• Required work: Copy all of the entries below word for word, leaving out the pictures.

[Some records]
____

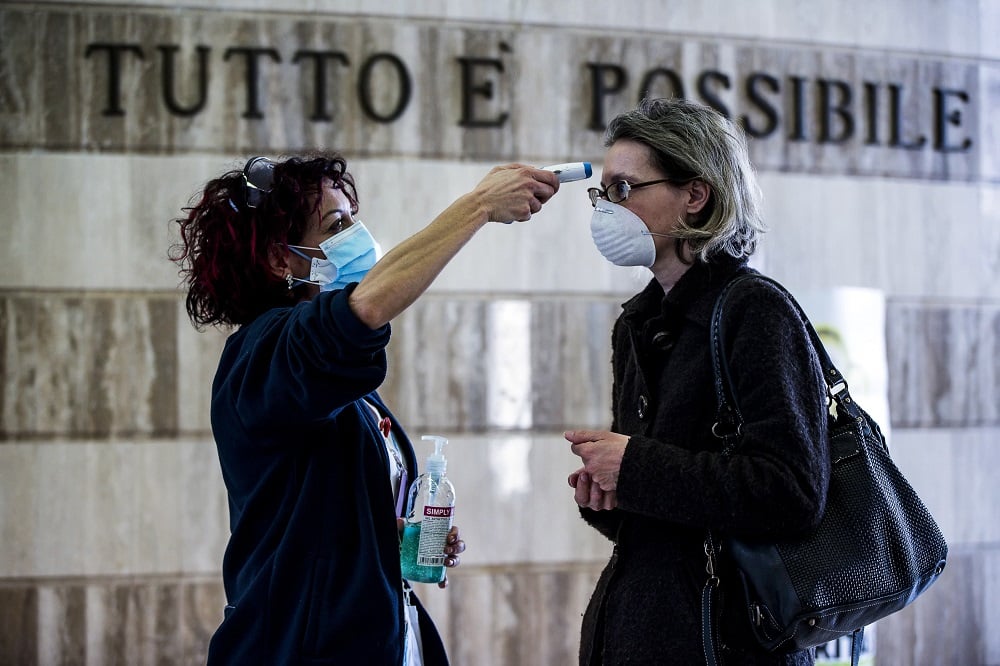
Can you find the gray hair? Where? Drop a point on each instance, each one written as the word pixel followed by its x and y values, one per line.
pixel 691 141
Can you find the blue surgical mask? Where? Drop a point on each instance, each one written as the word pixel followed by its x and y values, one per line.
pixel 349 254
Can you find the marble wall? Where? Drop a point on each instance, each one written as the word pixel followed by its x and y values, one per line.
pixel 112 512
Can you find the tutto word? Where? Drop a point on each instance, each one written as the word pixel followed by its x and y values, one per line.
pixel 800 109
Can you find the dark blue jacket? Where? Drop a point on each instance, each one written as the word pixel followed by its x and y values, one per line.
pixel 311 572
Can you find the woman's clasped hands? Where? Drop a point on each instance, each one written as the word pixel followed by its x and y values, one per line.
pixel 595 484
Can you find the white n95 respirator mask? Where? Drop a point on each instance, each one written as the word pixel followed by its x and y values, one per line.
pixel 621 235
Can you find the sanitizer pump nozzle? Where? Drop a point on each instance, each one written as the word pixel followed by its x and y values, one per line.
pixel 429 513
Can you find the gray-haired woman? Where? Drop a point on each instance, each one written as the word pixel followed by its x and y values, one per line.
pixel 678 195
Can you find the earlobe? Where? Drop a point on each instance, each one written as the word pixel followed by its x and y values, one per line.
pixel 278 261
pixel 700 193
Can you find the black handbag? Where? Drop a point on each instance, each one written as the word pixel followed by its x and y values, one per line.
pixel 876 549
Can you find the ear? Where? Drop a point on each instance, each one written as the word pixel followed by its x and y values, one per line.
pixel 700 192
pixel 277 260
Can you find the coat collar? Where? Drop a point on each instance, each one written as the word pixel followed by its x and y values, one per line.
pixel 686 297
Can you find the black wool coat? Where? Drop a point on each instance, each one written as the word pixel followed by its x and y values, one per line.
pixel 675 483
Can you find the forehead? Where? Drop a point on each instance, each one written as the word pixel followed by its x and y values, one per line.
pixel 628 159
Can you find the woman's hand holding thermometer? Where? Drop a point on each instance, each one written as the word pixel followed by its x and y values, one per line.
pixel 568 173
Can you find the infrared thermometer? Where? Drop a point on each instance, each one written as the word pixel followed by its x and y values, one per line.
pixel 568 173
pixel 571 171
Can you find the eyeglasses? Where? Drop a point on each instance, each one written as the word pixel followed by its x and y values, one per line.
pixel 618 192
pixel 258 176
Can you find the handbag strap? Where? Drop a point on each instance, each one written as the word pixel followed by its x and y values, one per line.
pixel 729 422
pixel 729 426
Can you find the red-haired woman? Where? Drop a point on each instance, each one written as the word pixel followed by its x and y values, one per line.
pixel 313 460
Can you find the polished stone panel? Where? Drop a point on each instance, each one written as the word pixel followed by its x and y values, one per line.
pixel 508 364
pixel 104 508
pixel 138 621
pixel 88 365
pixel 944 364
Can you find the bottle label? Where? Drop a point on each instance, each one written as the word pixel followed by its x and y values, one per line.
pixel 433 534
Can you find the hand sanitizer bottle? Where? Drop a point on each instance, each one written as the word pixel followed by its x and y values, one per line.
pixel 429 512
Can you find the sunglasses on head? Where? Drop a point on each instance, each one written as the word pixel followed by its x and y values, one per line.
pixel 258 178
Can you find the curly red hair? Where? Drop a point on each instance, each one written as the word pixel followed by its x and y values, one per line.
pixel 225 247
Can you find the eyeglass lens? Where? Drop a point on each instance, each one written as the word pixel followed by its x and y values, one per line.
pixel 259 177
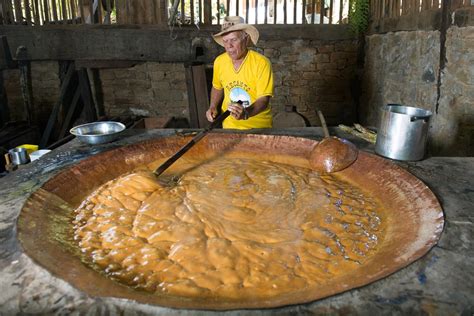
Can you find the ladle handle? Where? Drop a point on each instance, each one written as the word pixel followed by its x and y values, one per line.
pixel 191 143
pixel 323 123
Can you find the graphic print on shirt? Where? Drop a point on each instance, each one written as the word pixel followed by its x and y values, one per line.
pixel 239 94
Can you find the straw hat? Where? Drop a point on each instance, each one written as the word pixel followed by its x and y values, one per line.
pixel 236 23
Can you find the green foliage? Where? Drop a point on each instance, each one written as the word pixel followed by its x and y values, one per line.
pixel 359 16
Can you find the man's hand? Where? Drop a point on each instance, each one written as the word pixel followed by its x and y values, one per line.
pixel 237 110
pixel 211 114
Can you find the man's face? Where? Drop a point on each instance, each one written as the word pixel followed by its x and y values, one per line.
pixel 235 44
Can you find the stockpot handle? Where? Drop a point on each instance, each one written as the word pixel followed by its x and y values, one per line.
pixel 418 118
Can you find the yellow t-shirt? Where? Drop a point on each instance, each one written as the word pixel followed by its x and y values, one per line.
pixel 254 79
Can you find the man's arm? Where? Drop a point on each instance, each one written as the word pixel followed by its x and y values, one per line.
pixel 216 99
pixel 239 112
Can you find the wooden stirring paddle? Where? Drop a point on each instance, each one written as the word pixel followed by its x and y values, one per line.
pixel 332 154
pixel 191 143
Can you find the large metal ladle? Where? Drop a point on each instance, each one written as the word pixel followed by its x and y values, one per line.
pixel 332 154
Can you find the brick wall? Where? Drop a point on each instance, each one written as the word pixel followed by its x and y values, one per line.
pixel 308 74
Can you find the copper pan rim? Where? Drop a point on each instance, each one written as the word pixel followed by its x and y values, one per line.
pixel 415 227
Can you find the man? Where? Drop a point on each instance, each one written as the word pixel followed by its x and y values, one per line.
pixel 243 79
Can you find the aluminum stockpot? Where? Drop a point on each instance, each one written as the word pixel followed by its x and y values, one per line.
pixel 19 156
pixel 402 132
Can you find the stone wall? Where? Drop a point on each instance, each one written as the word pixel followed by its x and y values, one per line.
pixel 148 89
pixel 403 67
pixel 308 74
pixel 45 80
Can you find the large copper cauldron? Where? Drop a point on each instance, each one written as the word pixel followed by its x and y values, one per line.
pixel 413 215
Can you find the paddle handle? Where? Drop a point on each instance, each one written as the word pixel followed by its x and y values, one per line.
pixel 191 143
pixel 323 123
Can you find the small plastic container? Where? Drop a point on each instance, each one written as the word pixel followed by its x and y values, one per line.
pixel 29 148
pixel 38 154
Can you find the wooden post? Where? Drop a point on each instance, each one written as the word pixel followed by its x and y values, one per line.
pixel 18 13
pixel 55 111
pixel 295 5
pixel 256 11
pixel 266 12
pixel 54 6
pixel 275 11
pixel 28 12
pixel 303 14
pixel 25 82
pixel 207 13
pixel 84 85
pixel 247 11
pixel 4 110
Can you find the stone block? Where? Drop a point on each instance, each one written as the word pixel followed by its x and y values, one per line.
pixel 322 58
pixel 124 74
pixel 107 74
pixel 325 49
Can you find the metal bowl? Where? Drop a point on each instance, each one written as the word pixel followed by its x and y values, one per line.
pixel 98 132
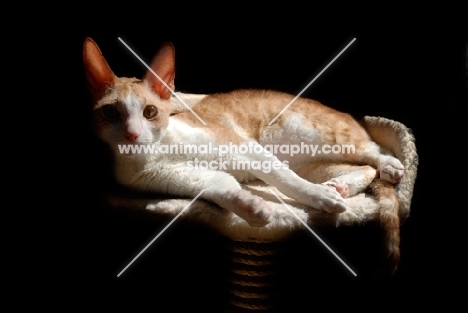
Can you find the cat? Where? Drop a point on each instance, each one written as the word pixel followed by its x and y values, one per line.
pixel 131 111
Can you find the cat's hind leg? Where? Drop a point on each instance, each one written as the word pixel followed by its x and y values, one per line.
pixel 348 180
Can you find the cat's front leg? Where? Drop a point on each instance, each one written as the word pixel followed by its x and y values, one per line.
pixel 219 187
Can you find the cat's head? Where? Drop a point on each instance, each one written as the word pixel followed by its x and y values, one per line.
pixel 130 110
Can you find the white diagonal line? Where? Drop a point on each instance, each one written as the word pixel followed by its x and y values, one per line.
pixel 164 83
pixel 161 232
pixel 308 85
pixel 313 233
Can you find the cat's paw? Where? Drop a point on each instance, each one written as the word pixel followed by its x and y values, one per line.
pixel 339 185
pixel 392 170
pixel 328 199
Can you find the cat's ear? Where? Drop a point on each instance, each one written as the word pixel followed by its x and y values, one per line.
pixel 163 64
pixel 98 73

____

• Response to this task:
Can you find the gray hair? Where? Drop a point on each instance, each one written as the word pixel followed by its x and y values, one per line.
pixel 691 141
Can you find the blue surgical mask? Where? Drop a point on each instance, each one written as the word pixel followed by its x and y values, one per line.
pixel 349 254
Can you find the marble wall? Where? Drop a point on each instance, each one written as the word pixel followed by its x and y values, one per line.
pixel 112 512
Can you find the tutto word? Where? Drop a point on each instance, each one written as the word pixel followed by its x and y values, one per line.
pixel 800 109
Can you find the dark blue jacket? Where? Drop a point on each instance, each one written as the word pixel followed by its x and y values, one per line.
pixel 311 572
Can you find the woman's clasped hands? Where? Drop a point on each instance, each one written as the word pixel followed by its x and y values, one per line.
pixel 595 484
Can you find the white n95 respirator mask? Where? Drop a point on each instance, each one written as the word pixel followed by its x and y values, one per line.
pixel 621 235
Can you find the sanitizer pump nozzle? Where? Drop a point on each instance, each one written as the word pixel followed by its x and y values, one per line.
pixel 429 513
Can you find the gray-haired woman? Where? Drop a point on each instance, each one written as the word pixel followed by its x and y values, one per line.
pixel 678 195
Can you find the earlobe? Where? Drop a point on each instance, each one written as the word pixel followed by its x and y values, one per line.
pixel 278 261
pixel 700 193
Can you find the black handbag? Where? Drop a point on each instance, each one written as the word pixel followed by its x and y values, one per line.
pixel 876 549
Can you find the ear? Where? Drop a point on each instance, each one written as the word pixel followed by its x and y values, one per line.
pixel 700 192
pixel 277 260
Can you find the coat collar? Where? Drop a point on each instance, each one written as the word pixel followed by its x and y values, one per line.
pixel 686 297
Can you find the black wool coat? Where? Drop a point on each instance, each one written as the word pixel followed by its x and y values, one per line.
pixel 675 483
Can you find the forehead? Where? Drop a point on each instance, each one written as the word pixel followed by its x and y values, one per line.
pixel 628 159
Can you find the woman's hand holding thermometer? Where? Drop a point on each instance, each one written as the word pixel followed by its x and y values, one per line.
pixel 568 173
Can you find the infrared thermometer? Where? Drop a point on each instance, each one written as the word pixel followed by its x and y values, one per line.
pixel 568 173
pixel 571 171
Can you find the eyeglasses? Where? Drop a point on each instance, each one written as the word pixel followed by its x and y values, one per line.
pixel 618 192
pixel 258 176
Can you find the handbag strap? Where? Drop a point on each instance, each one written as the word pixel followed by its x and y values, one per line.
pixel 729 422
pixel 729 426
Can you find the red-haired woman? Where? Drop a point on each instance, each one written as the word pixel followed by its x and y values, one per line.
pixel 313 460
Can you find the polished stone panel? Where? Drop a point on each instance, each one written as the word pixel followed by its x and y values, one per line.
pixel 508 364
pixel 104 508
pixel 138 621
pixel 88 365
pixel 944 364
Can you find the bottle label? Where? Drop a point on each instance, each one written as the word pixel followed by its x and y values, one per line.
pixel 433 534
Can you find the hand sanitizer bottle? Where? Drop a point on each instance, each one written as the word pixel followed by its x and y values, one per line.
pixel 429 512
Can you find the sunglasses on head? Where? Drop a point on each instance, each one written as the word pixel followed by its x and y values, one per line.
pixel 258 178
Can you find the curly red hair? Where? Drop a point on each instance, each one written as the word pixel followed by its x and y values, one per line.
pixel 225 247
Can you find the eyeglass lens? Where? Drop a point on each instance, each one written as the word pixel followed by its x and y values, one per line.
pixel 259 177
Can you find the ladle handle? Where? Drop a point on each instance, each one written as the word pixel followed by its x and y values, one per line.
pixel 191 143
pixel 323 123
Can you find the graphic print on shirt? Where? Drop a point on each instance, each one written as the word pixel followed by its x and y values, one per line.
pixel 239 94
Can you find the straw hat? Where? Drop a point on each instance, each one written as the word pixel followed by its x and y values, one per line.
pixel 236 23
Can you find the green foliage? Where? Drop a point on each instance, each one written as the word pixel followed by its x and y values, one per line.
pixel 359 16
Can you find the man's hand? Where? Drop a point on each instance, each one written as the word pixel followed by its x and y values, one per line.
pixel 237 110
pixel 211 114
Can you find the man's face? Where? Drop a point on each instance, each one written as the word pixel followed by its x and y values, one per line.
pixel 235 44
Can you find the stockpot handle? Where? Drop a point on each instance, each one written as the word pixel followed by its x and y values, one per line.
pixel 418 118
Can you find the yellow t-shirt? Where? Drop a point on each instance, each one written as the word pixel followed by its x and y values, one per line.
pixel 254 79
Can you find the man's arm? Where? Drop a point on each instance, each one written as the word pixel followed by its x and y values, one per line.
pixel 216 99
pixel 239 112
Can you find the wooden stirring paddle? Where? Drop a point on each instance, each one written as the word pixel followed by its x and y values, one per line.
pixel 332 154
pixel 191 143
Can you find the large metal ladle? Where? Drop a point on each instance, each one written as the word pixel followed by its x and y values, one per line.
pixel 332 154
Can you find the brick wall? Where? Drop a point on each instance, each one written as the word pixel followed by its x and y values, one per line.
pixel 308 74
Can you find the copper pan rim? Where? Drop a point on each instance, each one written as the word pixel followed by its x and y values, one per line.
pixel 415 227
Can you find the man? Where? Drop a point on each instance, each one written as the word pixel followed by its x and y values, one per line.
pixel 243 79
Can you find the aluminum stockpot? Where? Drop a point on each instance, each one written as the word pixel followed by its x and y values, one per line.
pixel 19 156
pixel 402 132
Can you find the stone wall? Where? Drop a point on each instance, each one written as the word pixel followed by its x and y values, one per line.
pixel 148 89
pixel 403 67
pixel 308 74
pixel 45 80
Can you find the large copper cauldron? Where? Drop a point on each instance, each one written as the word pixel followed by its x and y values, one per line.
pixel 413 215
Can you find the paddle handle? Where? Drop a point on each instance, each one written as the word pixel followed by its x and y values, one per line.
pixel 191 143
pixel 323 123
Can you find the small plastic container? Where? Drop a point on each instance, each one written as the word pixel followed by its x and y values, one per line.
pixel 29 148
pixel 38 154
Can you find the wooden post? Where? Drop a point on each instance, each one written as the word pixel followed by its x and y values, one per line.
pixel 18 13
pixel 55 111
pixel 295 5
pixel 256 11
pixel 266 12
pixel 54 6
pixel 275 11
pixel 28 12
pixel 303 14
pixel 25 82
pixel 207 13
pixel 84 85
pixel 247 11
pixel 4 110
Can you find the stone block? Where? Drop a point on each instance, each one written as the word pixel followed by its x and y values, one per line.
pixel 322 58
pixel 124 74
pixel 107 74
pixel 325 49
Can you find the metal bowl? Where? Drop a point on each instance, each one written as the word pixel followed by its x and y values, one per line.
pixel 98 132
Can you find the cat? Where? Drop a point on each instance, each one written as the word pixel followed by its x and y values, one per line.
pixel 131 111
Can you find the cat's hind leg? Where? Drop a point on each instance, each one written as the word pixel followed by its x and y values, one per line.
pixel 348 180
Can you find the cat's front leg? Where? Drop a point on each instance, each one written as the word pixel followed by its x and y values, one per line.
pixel 219 187
Can you find the cat's head? Where? Drop a point on each instance, each one written as the word pixel followed by its x and y values, one per line.
pixel 130 110
Can you find the white diagonal line? Where? Drop a point on each instance, each one written as the word pixel followed by its x and y values, one per line.
pixel 164 83
pixel 161 232
pixel 308 85
pixel 313 233
Can you find the cat's paw? Where? Drop a point on each instance, each one written as the word pixel followed by its x and y values, one per line.
pixel 339 185
pixel 392 170
pixel 328 199
Can you find the cat's ear? Where? Drop a point on each instance, each one written as the word pixel followed by its x and y values, one per line.
pixel 163 64
pixel 98 73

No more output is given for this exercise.